--- START OF RAW RECORDS ---

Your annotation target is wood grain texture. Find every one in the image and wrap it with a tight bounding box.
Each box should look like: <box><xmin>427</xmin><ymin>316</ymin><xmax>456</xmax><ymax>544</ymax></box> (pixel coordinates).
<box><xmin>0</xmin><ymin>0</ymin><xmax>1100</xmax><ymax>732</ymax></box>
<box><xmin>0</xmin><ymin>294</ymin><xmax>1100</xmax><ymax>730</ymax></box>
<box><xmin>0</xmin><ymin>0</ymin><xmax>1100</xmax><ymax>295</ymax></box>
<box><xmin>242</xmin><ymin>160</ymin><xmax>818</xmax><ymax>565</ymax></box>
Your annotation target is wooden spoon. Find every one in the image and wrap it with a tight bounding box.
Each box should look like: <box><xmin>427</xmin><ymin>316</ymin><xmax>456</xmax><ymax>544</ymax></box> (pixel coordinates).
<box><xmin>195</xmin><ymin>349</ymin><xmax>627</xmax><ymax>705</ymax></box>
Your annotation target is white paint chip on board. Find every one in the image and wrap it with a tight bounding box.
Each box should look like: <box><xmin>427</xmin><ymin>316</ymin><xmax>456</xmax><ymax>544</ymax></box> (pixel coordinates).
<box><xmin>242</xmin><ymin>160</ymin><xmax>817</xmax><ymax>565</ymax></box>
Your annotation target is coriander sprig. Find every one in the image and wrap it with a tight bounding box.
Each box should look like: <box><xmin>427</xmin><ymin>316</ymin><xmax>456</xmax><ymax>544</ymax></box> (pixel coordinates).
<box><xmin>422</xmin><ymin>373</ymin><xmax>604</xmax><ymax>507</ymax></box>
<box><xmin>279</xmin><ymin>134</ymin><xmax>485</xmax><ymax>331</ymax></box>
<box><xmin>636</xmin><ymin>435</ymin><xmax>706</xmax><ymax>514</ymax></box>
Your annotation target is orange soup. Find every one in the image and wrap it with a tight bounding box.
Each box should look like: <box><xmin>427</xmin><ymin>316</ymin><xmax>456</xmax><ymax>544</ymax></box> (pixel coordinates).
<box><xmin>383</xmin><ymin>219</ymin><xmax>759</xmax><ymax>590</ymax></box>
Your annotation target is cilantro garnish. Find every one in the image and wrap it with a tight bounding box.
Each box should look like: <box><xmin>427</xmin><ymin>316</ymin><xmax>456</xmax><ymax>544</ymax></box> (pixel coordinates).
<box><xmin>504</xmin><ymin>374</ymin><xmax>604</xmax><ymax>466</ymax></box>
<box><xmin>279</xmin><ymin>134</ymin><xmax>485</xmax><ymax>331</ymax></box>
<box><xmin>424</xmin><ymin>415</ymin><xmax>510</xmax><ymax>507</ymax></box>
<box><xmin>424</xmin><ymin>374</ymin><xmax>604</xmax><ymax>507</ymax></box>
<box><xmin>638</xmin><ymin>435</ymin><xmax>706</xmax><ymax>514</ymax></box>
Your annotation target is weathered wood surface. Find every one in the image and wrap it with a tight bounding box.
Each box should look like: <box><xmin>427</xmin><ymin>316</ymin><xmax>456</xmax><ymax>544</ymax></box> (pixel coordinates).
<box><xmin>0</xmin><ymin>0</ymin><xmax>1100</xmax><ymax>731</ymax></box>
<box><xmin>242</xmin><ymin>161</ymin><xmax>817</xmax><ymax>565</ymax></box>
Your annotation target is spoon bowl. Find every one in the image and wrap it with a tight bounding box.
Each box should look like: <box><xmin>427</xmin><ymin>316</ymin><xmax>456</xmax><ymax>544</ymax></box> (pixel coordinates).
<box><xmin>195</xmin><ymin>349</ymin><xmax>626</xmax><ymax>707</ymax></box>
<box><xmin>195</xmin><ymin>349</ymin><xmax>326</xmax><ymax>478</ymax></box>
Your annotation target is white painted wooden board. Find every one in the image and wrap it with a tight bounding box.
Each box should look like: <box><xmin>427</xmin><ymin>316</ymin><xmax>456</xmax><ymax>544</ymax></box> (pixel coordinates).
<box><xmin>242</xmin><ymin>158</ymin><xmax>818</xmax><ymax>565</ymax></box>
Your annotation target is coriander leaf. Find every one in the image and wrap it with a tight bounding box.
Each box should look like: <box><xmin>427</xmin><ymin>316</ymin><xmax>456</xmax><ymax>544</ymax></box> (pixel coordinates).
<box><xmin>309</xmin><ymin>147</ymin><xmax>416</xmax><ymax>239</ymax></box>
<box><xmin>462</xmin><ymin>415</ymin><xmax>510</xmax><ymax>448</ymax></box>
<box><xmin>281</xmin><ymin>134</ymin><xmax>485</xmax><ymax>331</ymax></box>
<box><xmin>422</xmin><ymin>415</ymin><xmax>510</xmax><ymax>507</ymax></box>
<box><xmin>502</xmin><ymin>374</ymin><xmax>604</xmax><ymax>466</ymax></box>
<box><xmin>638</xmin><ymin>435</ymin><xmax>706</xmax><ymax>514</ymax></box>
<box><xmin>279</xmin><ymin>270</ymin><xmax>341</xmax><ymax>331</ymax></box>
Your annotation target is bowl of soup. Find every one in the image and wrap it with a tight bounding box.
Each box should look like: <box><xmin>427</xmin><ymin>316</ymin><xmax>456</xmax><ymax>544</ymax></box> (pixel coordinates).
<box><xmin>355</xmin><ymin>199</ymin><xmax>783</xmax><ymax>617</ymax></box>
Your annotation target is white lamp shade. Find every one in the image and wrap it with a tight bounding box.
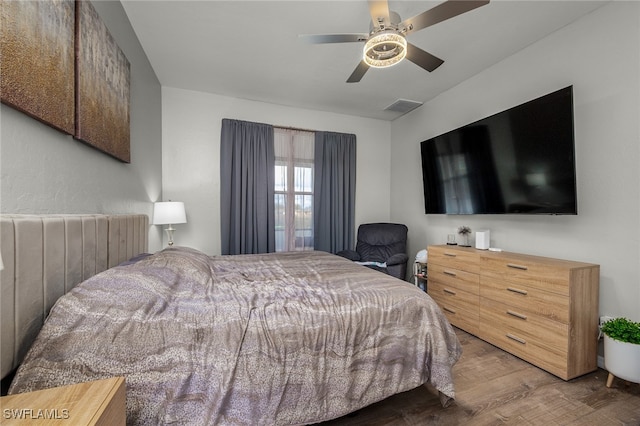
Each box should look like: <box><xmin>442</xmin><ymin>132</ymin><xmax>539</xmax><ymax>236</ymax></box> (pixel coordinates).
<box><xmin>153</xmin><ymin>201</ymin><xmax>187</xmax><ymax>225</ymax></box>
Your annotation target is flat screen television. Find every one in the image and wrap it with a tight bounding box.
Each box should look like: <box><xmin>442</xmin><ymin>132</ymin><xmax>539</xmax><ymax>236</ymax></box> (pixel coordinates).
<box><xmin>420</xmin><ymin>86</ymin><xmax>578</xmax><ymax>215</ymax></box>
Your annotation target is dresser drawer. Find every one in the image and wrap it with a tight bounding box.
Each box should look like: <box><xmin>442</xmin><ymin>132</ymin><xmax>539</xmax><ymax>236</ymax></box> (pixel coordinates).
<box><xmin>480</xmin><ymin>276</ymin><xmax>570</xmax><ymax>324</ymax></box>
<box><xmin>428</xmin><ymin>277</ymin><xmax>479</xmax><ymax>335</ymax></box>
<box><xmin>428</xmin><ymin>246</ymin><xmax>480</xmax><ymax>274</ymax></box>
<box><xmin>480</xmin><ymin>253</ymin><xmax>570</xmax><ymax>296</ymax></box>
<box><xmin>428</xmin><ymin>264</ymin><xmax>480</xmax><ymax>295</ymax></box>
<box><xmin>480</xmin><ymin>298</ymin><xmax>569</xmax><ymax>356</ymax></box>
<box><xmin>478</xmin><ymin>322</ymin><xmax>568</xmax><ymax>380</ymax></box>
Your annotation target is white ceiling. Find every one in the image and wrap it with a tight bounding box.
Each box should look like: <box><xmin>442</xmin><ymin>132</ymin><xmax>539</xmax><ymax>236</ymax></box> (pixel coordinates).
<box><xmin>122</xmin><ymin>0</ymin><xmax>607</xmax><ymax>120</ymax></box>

--- END OF RAW RECORDS ---
--- START OF RAW RECORDS ---

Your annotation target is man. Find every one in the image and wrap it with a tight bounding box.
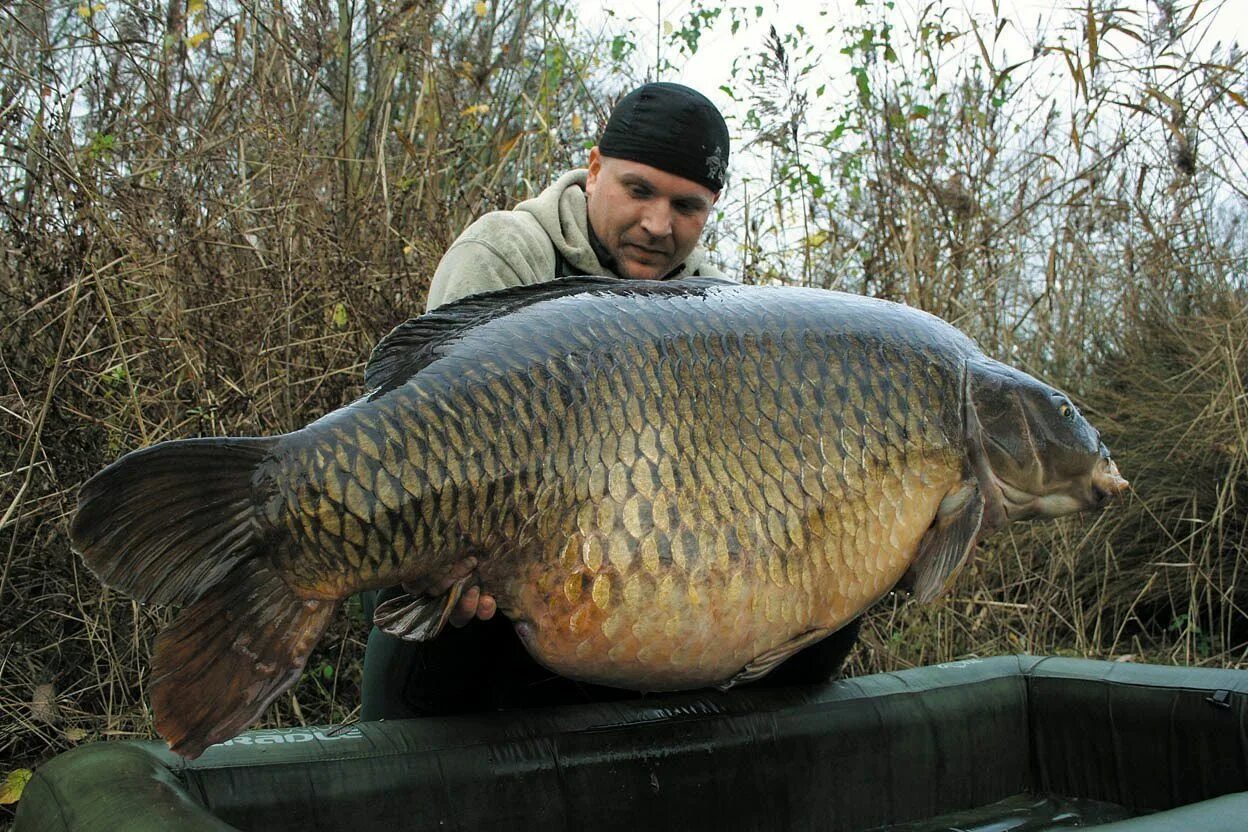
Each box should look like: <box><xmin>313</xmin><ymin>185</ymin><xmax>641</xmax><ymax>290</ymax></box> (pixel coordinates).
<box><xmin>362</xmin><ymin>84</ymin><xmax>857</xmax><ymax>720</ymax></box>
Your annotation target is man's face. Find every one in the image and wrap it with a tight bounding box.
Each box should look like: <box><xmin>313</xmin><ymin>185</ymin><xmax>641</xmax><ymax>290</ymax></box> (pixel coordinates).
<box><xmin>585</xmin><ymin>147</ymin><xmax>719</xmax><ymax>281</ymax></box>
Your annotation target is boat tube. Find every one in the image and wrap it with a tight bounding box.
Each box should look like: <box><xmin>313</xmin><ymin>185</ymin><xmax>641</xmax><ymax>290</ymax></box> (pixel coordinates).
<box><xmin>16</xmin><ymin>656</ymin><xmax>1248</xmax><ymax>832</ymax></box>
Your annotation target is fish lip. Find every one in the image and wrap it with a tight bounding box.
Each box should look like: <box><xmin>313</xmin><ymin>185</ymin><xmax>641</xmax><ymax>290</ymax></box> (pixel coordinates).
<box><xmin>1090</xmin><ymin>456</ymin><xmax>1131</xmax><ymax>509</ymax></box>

--- END OF RAW RECORDS ---

## THE TASK
Pick out every line above that contains the word "white", and copy each one.

## SOLUTION BELOW
Your annotation target is white paint chip on board. Find every one in the image and wrap it with a tight bounding box.
Your annotation target is white painted wooden board. Find every one in the image and wrap it with a tight bounding box.
Your annotation target is white lamp shade. Find every one in the image and wrap it with a tight bounding box.
Your annotation target is white ceiling. Find every one in the image and wrap it with a tight bounding box.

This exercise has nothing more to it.